[Rows from a pointing dataset]

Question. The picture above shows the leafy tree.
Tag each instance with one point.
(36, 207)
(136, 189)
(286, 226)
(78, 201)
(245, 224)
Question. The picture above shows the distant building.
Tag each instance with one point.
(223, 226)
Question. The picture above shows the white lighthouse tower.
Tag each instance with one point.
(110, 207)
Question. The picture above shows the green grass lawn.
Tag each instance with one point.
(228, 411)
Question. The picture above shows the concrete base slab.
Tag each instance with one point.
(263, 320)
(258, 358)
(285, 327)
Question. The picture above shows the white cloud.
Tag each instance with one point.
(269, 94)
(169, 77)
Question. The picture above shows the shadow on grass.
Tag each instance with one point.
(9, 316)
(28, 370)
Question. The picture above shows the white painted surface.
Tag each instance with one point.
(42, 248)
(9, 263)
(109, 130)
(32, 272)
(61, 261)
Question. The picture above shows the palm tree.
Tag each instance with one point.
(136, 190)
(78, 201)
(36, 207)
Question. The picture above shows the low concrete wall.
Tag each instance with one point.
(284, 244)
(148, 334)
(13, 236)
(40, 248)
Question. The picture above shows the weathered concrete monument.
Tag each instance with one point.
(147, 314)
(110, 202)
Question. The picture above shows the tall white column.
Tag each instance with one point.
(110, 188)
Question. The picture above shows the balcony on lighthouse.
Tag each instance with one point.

### What you need to do
Copy out again, word for word, everything from the line containing "Question. The picture above shows the balcony" down to the end of the data.

### Answer in full
Question. The picture above shows the balcony on lighthouse.
Tag each instance with one point.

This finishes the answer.